What needs to be done ::
Write the next part of the Charles Guy Powles biography, picking up after its final sentence.

Extract ::
= = = =

- Born: 15 December 1872 Wellington, New Zealand
- Died: 17 June 1951 (aged 78) Te Horo, New Zealand
- Allegiance: New Zealand
- Branch: New Zealand Military Forces
- Rank: Colonel
- Conflicts: Second Boer War; First World War Gallipoli campaign; Sinai and Palestine campaign; Western Front; ; Second World War Home Front; ;
- Awards: Companion of the Order of St Michael and St George Distinguished Service Order Mention in Despatches (4) Order of the Nile, 3rd Class (Egypt)
- Relations: Guy Powles (son)
- Other work: Military historian

= Charles Guy Powles =

New Zealand military officer

Charles Guy Powles, (15 December 1872 – 17 June 1951) was an officer in the New Zealand Military Forces who served in the Second Boer War and the First World War.

Born in Wellington, Powles volunteered for the Fourth Contingent to fight in the Second Boer War, serving in Africa from April 1900 to June 1901. Afterwards he farmed but joined the New Zealand Military Forces in 1910 and served in the Staff Corps. On the outbreak of the First World War, he was appointed brigade major of the New Zealand Mounted Rifles Brigade. He was involved in the campaign in Gallipoli, for which he was awarded the Distinguished Service Order. From 1916 to mid-1918 he served in the Middle East as assistant adjutant and quartermaster general of the Australian and New Zealand Mounted Division. During this time he was appointed a Companion of the Order of St Michael and St George.

In the postwar period he resumed his career with New Zealand Military Forces, serving in instructing and staff posts before retiring in 1927 as commander of the Central Military District. He was the principal of Flock House in civilian life but was recalled to military service during the Second World War to command Waiouru Military Camp. He died in Te Horo, aged 78.

==Early life==
Born on 15 December 1872 in Wellington, New Zealand, Charles Guy Powles was the son of C. P. Powles, a long time member of the Wellington College board of governors. Once Powles completed his schooling, he took up farming. He had an interest in the military, having served for a number of years in the Wellington College Cadets.

= = = =

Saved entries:
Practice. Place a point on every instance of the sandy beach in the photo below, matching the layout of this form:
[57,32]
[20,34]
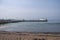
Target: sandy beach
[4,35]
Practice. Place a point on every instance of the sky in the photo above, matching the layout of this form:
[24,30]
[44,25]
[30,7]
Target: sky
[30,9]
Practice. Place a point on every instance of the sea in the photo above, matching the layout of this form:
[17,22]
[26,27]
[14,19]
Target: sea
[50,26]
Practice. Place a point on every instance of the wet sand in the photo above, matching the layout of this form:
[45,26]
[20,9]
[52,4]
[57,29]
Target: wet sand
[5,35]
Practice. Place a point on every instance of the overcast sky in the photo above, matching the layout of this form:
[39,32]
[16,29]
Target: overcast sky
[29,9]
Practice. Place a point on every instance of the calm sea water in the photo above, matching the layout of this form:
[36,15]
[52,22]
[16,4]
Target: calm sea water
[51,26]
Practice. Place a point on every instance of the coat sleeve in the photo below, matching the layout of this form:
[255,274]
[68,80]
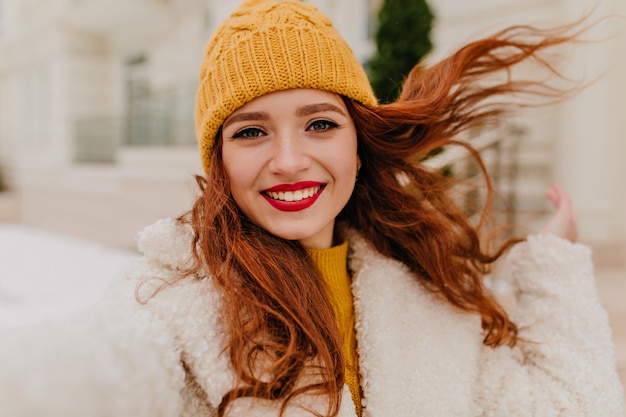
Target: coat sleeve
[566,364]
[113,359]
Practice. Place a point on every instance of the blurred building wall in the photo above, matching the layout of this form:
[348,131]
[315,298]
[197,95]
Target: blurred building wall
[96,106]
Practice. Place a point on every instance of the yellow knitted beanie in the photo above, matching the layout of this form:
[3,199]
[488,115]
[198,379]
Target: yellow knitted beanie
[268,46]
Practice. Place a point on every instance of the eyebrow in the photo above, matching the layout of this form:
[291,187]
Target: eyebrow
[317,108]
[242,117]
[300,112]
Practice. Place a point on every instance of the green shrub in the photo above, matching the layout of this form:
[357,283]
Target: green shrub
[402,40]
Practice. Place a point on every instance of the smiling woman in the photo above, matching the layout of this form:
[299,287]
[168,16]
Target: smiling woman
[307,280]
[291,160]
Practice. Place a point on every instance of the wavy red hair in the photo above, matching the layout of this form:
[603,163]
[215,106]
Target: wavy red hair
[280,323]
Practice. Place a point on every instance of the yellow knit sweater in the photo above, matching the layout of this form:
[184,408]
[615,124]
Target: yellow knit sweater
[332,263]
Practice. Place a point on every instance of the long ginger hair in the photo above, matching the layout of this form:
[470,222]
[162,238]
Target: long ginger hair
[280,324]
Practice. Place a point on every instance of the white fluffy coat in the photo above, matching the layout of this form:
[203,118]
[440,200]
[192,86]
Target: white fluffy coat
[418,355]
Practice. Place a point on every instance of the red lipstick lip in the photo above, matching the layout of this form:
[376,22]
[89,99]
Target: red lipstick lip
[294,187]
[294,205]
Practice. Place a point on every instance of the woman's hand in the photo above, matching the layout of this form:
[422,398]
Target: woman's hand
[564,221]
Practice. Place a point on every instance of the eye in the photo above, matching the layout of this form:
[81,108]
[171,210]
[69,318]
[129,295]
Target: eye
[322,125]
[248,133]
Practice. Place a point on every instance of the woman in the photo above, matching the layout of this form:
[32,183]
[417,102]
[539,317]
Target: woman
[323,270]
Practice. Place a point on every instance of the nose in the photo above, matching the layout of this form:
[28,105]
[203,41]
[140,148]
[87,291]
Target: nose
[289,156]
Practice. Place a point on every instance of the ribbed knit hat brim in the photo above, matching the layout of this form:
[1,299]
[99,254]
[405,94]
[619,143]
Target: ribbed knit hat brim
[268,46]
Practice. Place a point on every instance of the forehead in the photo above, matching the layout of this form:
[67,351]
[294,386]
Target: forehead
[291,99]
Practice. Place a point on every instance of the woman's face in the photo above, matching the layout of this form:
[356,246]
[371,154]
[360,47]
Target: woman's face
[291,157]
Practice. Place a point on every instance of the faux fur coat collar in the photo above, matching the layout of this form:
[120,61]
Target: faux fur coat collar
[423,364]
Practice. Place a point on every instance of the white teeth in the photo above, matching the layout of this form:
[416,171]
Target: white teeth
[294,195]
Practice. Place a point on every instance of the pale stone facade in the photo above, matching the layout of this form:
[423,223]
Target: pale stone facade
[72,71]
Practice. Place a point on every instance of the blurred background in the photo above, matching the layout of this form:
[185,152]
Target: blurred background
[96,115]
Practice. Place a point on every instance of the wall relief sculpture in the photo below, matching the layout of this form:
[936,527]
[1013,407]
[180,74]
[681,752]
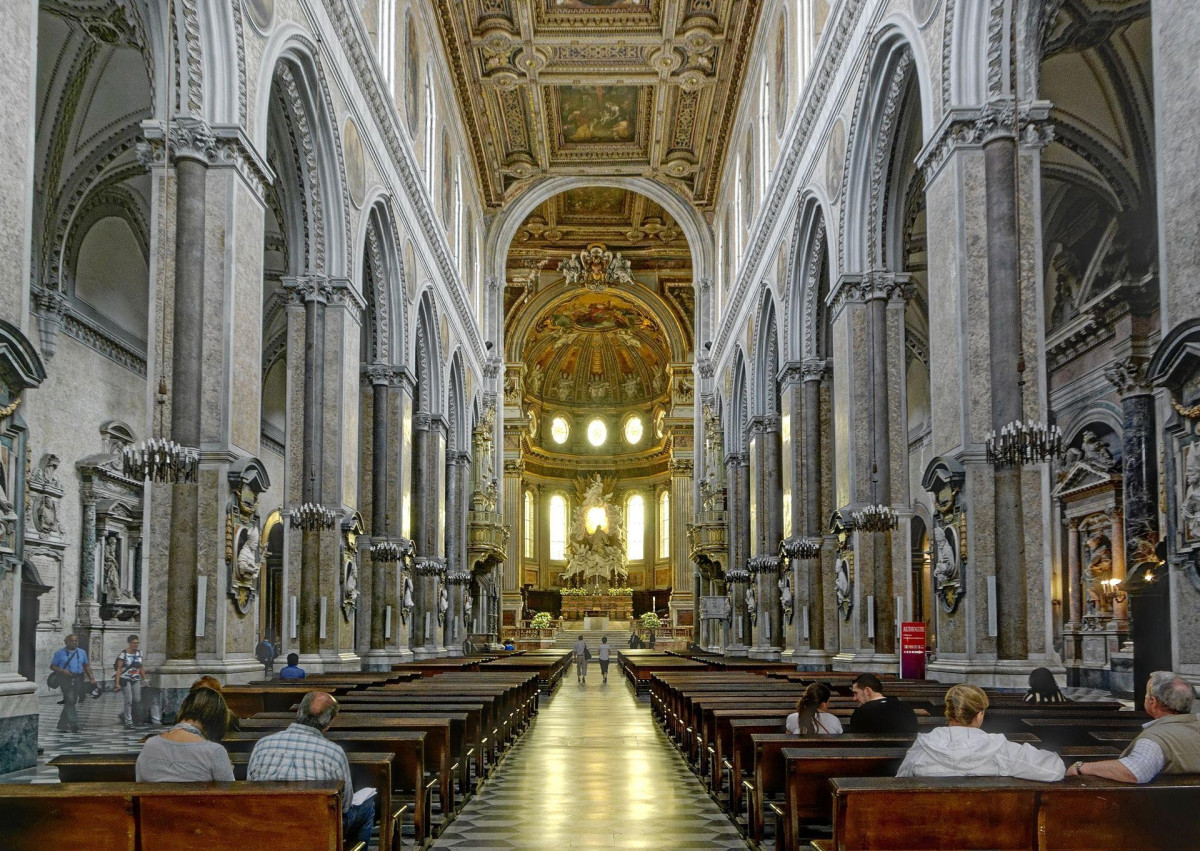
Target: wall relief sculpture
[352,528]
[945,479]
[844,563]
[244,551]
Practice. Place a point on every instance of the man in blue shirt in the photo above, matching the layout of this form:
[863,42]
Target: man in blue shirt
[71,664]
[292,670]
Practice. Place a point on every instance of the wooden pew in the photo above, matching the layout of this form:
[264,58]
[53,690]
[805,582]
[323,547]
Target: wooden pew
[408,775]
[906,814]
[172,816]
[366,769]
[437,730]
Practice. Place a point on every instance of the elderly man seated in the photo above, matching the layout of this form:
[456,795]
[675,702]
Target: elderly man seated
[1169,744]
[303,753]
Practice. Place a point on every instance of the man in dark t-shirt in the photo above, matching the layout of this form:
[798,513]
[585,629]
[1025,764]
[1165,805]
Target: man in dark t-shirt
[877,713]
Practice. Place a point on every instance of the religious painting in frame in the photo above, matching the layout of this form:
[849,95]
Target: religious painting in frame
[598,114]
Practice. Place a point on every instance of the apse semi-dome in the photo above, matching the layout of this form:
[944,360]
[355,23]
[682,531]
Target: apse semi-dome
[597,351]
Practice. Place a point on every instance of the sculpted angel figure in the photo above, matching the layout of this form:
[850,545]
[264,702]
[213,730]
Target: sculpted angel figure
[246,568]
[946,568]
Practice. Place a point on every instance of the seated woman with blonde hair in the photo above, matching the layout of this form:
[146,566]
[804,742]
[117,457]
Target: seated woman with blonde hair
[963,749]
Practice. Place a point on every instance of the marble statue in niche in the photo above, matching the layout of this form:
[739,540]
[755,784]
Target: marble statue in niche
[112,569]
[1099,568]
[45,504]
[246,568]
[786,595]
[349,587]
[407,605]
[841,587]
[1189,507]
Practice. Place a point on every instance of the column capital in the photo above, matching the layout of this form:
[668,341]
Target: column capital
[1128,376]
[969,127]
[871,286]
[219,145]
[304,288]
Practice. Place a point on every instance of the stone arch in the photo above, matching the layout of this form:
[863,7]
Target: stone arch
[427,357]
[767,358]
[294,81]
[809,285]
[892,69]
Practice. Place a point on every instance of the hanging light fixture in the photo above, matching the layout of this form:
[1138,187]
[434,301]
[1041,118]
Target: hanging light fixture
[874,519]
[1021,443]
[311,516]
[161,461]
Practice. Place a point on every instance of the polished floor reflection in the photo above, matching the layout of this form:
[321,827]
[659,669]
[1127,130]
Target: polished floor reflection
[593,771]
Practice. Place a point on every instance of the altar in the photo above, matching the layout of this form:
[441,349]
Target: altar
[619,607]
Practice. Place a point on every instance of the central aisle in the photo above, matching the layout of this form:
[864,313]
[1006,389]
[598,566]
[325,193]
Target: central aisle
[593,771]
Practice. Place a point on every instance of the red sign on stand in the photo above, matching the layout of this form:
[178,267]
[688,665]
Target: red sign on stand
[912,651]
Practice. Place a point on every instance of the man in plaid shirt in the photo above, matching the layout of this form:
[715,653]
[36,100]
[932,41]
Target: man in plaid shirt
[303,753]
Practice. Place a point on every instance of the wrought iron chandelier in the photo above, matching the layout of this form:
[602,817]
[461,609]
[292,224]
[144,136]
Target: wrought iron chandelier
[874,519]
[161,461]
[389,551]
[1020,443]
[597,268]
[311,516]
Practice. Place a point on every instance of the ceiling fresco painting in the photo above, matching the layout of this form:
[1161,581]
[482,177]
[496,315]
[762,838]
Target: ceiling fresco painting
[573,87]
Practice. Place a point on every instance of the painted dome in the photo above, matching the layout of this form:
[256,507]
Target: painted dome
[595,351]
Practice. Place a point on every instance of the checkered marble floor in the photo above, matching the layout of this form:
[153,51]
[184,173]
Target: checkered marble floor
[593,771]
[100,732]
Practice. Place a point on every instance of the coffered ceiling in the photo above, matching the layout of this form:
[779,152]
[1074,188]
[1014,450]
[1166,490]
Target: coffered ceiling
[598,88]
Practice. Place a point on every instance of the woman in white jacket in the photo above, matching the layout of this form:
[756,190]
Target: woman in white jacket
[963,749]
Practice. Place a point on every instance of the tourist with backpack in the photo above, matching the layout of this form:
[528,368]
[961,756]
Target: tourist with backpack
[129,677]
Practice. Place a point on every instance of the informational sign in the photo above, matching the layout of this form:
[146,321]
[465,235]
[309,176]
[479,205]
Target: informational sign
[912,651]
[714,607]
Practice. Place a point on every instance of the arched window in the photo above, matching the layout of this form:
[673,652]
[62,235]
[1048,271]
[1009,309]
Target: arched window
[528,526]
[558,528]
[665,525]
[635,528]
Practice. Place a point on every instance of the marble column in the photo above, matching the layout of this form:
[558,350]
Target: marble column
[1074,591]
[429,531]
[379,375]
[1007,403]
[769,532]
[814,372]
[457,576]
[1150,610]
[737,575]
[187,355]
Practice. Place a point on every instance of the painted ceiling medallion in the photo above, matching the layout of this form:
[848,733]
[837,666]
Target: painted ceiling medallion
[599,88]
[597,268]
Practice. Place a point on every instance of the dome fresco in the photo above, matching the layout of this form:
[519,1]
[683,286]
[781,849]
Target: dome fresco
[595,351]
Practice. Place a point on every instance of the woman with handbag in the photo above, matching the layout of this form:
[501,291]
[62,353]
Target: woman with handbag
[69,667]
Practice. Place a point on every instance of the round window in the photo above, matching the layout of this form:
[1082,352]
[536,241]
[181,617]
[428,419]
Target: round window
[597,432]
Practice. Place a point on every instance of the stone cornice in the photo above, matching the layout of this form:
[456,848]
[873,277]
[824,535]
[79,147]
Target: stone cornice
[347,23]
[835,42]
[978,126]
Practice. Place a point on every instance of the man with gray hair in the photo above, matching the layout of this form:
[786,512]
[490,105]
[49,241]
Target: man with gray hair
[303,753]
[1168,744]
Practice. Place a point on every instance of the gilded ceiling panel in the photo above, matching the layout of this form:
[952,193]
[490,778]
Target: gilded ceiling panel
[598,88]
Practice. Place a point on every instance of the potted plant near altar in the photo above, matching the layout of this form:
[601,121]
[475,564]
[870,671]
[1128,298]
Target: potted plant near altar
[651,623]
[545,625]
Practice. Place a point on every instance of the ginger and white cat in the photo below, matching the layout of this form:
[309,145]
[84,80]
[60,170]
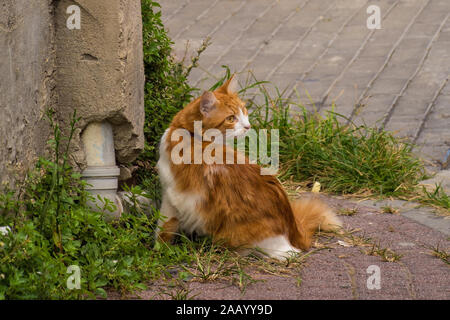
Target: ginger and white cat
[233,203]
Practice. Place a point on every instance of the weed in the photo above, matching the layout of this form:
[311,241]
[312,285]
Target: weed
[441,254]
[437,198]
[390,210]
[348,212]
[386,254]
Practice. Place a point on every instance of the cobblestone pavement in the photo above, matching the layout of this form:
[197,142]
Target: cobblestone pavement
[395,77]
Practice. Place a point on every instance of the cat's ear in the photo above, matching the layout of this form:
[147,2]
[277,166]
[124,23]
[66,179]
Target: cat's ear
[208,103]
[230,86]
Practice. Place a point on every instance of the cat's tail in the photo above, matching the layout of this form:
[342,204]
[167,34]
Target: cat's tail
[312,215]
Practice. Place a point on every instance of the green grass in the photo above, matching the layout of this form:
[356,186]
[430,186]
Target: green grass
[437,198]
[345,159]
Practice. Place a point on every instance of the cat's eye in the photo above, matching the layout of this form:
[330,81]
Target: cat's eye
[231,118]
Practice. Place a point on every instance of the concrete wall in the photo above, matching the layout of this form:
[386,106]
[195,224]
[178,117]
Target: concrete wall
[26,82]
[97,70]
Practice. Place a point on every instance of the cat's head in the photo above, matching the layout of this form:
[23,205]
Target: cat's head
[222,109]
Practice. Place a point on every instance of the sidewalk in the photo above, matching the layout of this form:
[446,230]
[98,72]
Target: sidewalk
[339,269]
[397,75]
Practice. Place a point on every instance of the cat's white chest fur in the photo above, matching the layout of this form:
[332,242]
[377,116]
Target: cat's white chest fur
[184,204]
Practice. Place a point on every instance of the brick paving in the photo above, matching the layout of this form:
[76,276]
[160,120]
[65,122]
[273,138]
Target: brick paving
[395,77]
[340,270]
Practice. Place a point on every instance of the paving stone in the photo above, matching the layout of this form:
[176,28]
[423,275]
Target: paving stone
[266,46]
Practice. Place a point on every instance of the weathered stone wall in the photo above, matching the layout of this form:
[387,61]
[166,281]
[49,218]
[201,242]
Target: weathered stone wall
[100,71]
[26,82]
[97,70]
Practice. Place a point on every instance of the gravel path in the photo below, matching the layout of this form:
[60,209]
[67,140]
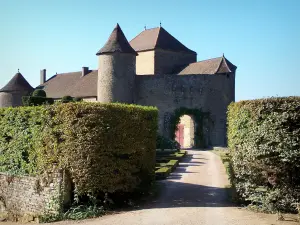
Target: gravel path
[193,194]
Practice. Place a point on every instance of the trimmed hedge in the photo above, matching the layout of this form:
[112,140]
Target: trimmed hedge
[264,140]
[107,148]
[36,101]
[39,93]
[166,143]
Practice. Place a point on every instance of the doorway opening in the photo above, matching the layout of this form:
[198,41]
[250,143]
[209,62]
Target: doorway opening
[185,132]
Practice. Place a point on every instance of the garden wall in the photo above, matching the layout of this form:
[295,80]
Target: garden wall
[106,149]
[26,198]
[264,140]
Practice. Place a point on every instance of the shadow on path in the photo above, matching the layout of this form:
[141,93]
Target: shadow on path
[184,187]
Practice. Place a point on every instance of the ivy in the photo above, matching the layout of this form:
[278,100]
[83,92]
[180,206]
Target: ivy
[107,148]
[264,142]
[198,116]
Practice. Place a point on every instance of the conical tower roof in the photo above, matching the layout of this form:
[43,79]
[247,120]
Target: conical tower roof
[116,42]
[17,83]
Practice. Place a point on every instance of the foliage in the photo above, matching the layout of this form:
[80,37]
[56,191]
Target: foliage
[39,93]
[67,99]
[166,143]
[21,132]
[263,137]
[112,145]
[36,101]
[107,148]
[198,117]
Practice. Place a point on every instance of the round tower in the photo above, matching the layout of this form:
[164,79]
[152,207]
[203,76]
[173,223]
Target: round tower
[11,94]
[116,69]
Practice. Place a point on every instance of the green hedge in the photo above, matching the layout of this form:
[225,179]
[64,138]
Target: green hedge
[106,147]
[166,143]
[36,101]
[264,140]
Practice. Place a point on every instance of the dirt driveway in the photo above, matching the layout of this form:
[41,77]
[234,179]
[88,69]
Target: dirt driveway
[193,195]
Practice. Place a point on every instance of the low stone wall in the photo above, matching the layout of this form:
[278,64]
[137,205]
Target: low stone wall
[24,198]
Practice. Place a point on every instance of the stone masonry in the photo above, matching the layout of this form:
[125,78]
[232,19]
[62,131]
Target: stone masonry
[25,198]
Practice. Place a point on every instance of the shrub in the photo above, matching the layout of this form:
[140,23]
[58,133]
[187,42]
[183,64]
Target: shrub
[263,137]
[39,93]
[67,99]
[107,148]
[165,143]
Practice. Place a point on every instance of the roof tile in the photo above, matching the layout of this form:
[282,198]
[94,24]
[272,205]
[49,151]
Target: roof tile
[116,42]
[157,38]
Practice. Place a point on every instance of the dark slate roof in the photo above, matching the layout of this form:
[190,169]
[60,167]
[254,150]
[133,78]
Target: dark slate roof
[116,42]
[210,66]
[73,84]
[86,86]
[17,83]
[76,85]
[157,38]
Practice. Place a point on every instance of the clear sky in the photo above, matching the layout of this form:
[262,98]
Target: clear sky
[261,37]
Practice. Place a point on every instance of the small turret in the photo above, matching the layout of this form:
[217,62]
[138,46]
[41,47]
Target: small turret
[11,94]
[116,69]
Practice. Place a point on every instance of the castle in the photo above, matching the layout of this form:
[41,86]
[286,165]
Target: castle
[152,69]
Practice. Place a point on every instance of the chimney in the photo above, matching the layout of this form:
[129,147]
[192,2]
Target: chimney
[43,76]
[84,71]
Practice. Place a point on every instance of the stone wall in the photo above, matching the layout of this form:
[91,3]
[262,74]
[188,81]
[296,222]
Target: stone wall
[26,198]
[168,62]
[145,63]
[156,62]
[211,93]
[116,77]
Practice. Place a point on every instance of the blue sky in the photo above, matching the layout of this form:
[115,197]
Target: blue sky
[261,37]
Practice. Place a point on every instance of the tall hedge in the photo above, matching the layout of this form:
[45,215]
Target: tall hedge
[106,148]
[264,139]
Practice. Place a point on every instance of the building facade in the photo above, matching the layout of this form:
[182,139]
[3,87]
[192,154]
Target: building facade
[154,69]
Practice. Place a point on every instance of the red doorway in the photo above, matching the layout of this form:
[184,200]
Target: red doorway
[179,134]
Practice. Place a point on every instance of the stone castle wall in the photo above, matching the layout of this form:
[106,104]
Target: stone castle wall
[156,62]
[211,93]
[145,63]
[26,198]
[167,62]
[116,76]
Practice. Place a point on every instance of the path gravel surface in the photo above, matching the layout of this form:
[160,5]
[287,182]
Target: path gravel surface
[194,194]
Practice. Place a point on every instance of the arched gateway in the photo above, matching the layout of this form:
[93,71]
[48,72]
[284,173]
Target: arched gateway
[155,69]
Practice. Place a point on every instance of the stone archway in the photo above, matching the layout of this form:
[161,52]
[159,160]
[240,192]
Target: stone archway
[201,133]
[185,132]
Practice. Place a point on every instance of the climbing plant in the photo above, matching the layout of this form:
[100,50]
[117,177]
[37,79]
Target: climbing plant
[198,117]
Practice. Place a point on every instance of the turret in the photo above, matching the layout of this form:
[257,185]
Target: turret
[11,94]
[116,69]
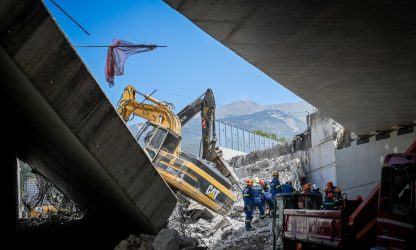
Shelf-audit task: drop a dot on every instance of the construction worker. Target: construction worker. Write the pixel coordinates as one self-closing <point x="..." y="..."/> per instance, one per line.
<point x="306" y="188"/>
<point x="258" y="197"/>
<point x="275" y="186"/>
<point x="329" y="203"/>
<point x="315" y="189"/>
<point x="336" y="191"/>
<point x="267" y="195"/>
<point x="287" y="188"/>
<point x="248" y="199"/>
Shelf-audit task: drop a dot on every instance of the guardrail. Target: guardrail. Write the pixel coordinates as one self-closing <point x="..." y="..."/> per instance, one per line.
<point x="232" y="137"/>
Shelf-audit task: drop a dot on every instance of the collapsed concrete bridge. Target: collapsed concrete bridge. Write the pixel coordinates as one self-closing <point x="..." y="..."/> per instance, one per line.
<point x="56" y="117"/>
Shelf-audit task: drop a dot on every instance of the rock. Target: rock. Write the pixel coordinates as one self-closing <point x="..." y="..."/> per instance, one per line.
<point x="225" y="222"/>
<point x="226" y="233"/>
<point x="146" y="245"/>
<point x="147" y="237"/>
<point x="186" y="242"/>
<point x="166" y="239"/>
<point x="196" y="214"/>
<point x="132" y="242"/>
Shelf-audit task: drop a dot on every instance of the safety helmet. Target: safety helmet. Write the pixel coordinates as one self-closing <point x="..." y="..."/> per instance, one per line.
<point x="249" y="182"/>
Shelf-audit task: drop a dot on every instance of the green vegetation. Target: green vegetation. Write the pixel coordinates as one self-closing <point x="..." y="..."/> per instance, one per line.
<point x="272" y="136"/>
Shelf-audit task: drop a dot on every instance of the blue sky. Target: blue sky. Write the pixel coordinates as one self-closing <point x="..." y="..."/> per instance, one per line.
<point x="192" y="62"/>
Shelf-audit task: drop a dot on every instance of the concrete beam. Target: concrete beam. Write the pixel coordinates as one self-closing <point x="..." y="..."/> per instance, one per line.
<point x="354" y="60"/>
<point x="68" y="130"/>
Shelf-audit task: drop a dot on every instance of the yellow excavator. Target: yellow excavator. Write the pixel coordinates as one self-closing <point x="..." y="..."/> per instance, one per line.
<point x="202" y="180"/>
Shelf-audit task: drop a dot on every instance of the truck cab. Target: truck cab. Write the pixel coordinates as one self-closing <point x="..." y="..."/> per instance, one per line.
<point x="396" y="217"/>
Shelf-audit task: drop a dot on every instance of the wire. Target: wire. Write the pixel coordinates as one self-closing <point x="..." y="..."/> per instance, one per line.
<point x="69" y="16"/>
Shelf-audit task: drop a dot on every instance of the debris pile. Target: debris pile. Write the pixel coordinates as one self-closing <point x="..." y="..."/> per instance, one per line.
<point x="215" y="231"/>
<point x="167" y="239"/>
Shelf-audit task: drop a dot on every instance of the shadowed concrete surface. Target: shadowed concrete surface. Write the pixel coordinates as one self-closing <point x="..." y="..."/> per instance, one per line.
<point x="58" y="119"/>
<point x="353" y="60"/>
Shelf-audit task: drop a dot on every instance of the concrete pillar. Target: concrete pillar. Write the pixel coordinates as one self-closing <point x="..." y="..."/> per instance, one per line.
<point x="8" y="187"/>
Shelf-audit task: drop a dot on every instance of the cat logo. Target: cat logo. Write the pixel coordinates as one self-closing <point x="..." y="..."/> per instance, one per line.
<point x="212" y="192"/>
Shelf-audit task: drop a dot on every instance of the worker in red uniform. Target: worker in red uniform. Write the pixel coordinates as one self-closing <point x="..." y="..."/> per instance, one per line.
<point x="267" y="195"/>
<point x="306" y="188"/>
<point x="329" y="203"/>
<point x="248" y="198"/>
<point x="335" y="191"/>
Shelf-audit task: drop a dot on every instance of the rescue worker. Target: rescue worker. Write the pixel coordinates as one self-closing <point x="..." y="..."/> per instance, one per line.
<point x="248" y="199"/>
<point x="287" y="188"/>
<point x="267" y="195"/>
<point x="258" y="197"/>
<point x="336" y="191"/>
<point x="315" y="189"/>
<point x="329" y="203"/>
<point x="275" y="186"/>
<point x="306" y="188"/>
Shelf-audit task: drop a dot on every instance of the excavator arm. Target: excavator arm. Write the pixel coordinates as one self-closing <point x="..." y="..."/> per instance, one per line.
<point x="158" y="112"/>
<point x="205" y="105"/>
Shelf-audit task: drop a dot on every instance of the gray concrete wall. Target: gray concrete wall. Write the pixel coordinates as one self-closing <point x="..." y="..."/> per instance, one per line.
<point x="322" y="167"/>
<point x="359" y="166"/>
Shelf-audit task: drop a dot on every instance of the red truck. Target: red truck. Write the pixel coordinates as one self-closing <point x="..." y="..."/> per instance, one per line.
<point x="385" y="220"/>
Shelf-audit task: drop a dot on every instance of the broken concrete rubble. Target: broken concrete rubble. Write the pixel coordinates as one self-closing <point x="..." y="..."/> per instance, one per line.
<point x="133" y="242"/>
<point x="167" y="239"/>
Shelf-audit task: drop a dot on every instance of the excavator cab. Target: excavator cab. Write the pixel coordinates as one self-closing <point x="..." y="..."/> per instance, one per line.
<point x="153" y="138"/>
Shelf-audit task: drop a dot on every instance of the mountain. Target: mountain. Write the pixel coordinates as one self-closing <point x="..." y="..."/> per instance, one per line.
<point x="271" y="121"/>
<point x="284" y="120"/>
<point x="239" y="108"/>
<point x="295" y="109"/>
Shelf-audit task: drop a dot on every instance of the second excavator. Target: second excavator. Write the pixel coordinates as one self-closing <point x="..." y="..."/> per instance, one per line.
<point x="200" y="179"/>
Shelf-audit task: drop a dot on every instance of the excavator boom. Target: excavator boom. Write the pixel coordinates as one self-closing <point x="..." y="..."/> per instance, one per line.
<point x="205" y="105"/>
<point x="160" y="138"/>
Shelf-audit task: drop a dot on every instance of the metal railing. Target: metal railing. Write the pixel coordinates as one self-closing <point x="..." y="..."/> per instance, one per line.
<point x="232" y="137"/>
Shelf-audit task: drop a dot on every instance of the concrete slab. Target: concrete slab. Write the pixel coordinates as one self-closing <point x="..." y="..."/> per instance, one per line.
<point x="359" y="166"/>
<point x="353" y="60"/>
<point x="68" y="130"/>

= = = =

Result for this exercise ::
==South Africa==
Powles volunteered to join the Fourth Contingent raised for service in the Boer South African Republic. As a non-commissioned officer, he and the rest of the contingent, nicknamed the "Rough Riders", left New Zealand in March 1900 and landed in Portuguese East Africa the following month. The contingent were deployed as part of the Rhodesian Field Force around Mafeking. Aside from a brief action at Ottoshoop in August, the Rough Riders spent the majority of their war service in the Transvaal, carrying out reconnaissance patrols and pursuing Boer commandos. As part of the effort to deprive the Boers of resources, they also helped to destroy crops and round up civilians and cattle, during which they occasionally skirmished with armed commandos. In June 1901 the "Rough Riders" returned to New Zealand. By this time Powles was a lieutenant, having been commissioned the previous November.

==Military career==
After his return from South Africa, Powles went back to farming. However he sought a career as a professional soldier and in 1910 joined the New Zealand Military Forces. After training at Trentham Military Camp, he was posted as a lieutenant to the newly formed Staff Corps. He served as the adjutant of the 6th (Manawatu) Mounted Rifles, of the Territorial Force, from July 1911. Two years later he became the commander of No. 5 (Wellington) Group and was still serving in this capacity at the time of the outbreak of the First World War in August 1914.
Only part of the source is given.